**Page text:**
* BEGIN *

Experimental Assessment of Coupled Physical-Biochemical-Mechanical-Hydraulic Processes of Municipal Solid Waste Undergoing Biodegradation

Fei, Xunchang

Titre : Experimental Assessment of Coupled Physical-Biochemical-Mechanical-Hydraulic Processes of Municipal Solid Waste Undergoing Biodegradation.

Auteur : Fei, Xunchang

Université de soutenance : University of Michigan

Grade : Doctor of Philosophy (PhD) 2016

Résumé
Proper management and disposal of municipal solid waste (MSW) remains an unresolved global problem. One solution to handle existing and future MSW is to move away from modern landfills that focus on containment and move towards bioreactor landfills that promote MSW biodegradation and enhance methane (CH4) generation and its collection as an alternative energy source. Solid, liquid and gas phases of MSW coexist in different proportions within a landfill, and evolve with time due to concurring and coupled physical-biochemical-mechanical-hydraulic processes during MSW biodegradation. A fundamental understanding of the concurring processes is needed to design, monitor, and operate bioreactor landfills effectively and efficiently. Seven large-size (d=300 mm ; h=600 mm) laboratory landfill simulators were developed to degrade unprocessed MSW of variable waste composition that is representative of the MSW in a mega-scale landfill. The simulators were operated and monitored for up to four years to assess the evolution of the physical, mechanical, and hydraulic properties of MSW, the evolution of the biochemical characteristics of generated leachate and biogas, and population dynamics of MSW-degrading microorganisms. The coupled processes were found to be systematic, correlated to each other, and dependent on initial waste composition. Testing of MSW in fresh and fully-degraded (retrieved from laboratory simulators) states was performed to assess the physical and mechanical properties of MSW using a unique 300-mm diameter simple shear apparatus. The shear strength and compressibility of MSW changed due to biodegradation and was a function of the initial waste composition and the biodegradation state. A relationship between the shear strength and shear-wave velocity of MSW was established for fresh and degraded MSW. Laboratory results on CH4 generation and settlement of MSW during biodegradation generated as part of this study were supplemented by an extensive database synthesized from the literature that includes laboratory results and field measurements from numerous landfills. The database was analyzed to quantify the influence of moisture content of waste, overburden pressure, landfill monitoring and control, and temperature on MSW degradation. Based on the findings of this study, recommendations to promote MSW biodegradation include enhancing biodegradation conditions, optimizing initial waste composition, and increasing biogas collection efficiency.

* END *

[Stored dataset entries]
* BEGIN *

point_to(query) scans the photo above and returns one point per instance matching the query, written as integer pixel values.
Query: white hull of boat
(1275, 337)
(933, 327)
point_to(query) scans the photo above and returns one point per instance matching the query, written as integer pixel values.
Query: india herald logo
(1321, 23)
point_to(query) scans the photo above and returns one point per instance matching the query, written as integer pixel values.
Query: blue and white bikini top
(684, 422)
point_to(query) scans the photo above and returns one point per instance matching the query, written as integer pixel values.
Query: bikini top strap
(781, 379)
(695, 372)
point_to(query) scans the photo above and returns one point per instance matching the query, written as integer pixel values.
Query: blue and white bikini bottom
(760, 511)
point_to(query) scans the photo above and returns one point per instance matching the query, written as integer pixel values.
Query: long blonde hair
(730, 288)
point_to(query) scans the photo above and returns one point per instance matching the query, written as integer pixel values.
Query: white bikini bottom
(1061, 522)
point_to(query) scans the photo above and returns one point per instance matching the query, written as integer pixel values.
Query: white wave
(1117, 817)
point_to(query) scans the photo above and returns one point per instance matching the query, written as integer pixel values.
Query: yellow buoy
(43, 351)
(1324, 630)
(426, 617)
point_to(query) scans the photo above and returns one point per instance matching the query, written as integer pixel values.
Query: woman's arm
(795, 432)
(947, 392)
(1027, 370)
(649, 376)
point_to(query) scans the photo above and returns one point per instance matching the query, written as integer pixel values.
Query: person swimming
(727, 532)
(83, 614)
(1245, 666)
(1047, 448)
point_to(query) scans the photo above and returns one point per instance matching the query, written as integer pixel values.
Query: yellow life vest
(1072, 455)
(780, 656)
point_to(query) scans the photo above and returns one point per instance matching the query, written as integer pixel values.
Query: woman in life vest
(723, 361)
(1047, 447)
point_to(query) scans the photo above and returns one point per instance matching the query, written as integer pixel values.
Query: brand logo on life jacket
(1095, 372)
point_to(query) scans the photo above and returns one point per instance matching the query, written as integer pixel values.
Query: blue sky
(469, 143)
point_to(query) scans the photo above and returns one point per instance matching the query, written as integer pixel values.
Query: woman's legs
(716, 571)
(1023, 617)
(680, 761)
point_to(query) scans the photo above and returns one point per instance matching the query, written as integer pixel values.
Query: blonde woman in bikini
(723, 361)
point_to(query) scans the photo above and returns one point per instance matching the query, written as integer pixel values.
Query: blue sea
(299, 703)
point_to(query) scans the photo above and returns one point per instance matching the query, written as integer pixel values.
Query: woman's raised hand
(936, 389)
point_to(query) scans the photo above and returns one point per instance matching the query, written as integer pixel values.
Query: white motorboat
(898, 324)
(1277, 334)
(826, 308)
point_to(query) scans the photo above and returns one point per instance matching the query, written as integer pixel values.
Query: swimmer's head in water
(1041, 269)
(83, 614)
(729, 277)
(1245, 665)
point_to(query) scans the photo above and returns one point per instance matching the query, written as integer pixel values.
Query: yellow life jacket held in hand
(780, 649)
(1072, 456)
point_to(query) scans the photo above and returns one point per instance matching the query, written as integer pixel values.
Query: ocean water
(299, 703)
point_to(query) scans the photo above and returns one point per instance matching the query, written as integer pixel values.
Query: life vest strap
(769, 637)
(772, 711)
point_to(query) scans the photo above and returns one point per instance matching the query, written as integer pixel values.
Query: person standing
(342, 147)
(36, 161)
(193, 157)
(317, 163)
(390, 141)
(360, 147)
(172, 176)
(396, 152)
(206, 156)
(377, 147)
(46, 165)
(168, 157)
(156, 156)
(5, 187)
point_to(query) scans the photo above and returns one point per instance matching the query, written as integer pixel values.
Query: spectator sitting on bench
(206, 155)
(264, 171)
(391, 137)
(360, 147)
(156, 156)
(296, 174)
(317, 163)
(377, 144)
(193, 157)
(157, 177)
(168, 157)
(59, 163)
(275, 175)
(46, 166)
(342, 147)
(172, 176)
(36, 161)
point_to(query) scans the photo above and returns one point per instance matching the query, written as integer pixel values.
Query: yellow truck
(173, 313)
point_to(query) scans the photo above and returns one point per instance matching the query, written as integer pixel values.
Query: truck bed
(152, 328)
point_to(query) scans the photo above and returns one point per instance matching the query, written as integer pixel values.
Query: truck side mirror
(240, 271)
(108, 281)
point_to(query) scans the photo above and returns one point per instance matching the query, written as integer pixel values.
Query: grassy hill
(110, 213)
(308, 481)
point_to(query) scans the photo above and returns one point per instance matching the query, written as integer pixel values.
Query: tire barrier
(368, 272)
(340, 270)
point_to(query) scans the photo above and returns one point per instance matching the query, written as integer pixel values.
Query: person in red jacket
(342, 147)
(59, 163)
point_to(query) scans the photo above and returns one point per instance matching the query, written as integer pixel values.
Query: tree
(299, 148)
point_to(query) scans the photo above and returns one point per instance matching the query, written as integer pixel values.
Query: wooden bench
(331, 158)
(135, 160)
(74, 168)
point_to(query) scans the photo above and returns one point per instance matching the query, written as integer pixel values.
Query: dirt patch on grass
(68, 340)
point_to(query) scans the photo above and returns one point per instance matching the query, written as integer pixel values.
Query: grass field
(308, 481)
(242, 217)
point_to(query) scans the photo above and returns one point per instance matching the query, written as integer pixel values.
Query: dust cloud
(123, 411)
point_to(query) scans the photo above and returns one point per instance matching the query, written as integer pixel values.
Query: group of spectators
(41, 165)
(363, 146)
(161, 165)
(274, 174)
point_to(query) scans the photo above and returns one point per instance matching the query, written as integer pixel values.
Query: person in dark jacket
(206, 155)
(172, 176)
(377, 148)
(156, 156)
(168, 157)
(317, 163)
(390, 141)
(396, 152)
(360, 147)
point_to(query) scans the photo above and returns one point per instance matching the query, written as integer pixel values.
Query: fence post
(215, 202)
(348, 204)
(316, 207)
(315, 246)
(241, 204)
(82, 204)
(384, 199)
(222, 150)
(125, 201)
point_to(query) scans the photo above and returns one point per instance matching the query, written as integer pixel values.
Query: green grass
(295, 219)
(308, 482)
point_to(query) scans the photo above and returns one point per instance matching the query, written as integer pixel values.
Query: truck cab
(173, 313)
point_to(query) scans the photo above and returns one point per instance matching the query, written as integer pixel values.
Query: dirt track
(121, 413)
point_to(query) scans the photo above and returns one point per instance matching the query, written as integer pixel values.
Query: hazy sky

* END *

**Stated exercise A:** According to the thesis abstract, how many laboratory landfill simulators were developed?
**Stated exercise B:** Can you reproduce the entries in the stretch from the start of the entries through the line containing "(1117, 817)", substituting "swimsuit" for "bikini" and leaving everything else unchanged?

**Exercise solution A:** Seven

**Exercise solution B:**
point_to(query) scans the photo above and returns one point per instance matching the query, written as integer pixel values.
Query: white hull of boat
(1275, 337)
(933, 327)
point_to(query) scans the photo above and returns one point per instance matching the query, written as integer pixel values.
Query: india herald logo
(1321, 23)
point_to(query) scans the photo above and returns one point per instance matching the query, written as integer pixel values.
Query: blue and white swimsuit top
(684, 422)
point_to(query) scans the photo above and returns one point per instance matching the query, written as integer pixel values.
Query: swimsuit top strap
(781, 379)
(695, 372)
point_to(query) scans the photo above and returns one point per instance matching the query, written as integer pixel values.
Query: blue and white swimsuit bottom
(760, 511)
point_to(query) scans the photo above and returns one point per instance matching the query, written as integer pixel values.
Query: long blonde hair
(730, 288)
point_to(query) scans the photo above and returns one point per instance matching the query, written as integer pixel values.
Query: white swimsuit bottom
(1061, 522)
point_to(query) scans the photo above and returns one point per instance matching the query, written as integer pixel values.
Query: white wave
(1117, 817)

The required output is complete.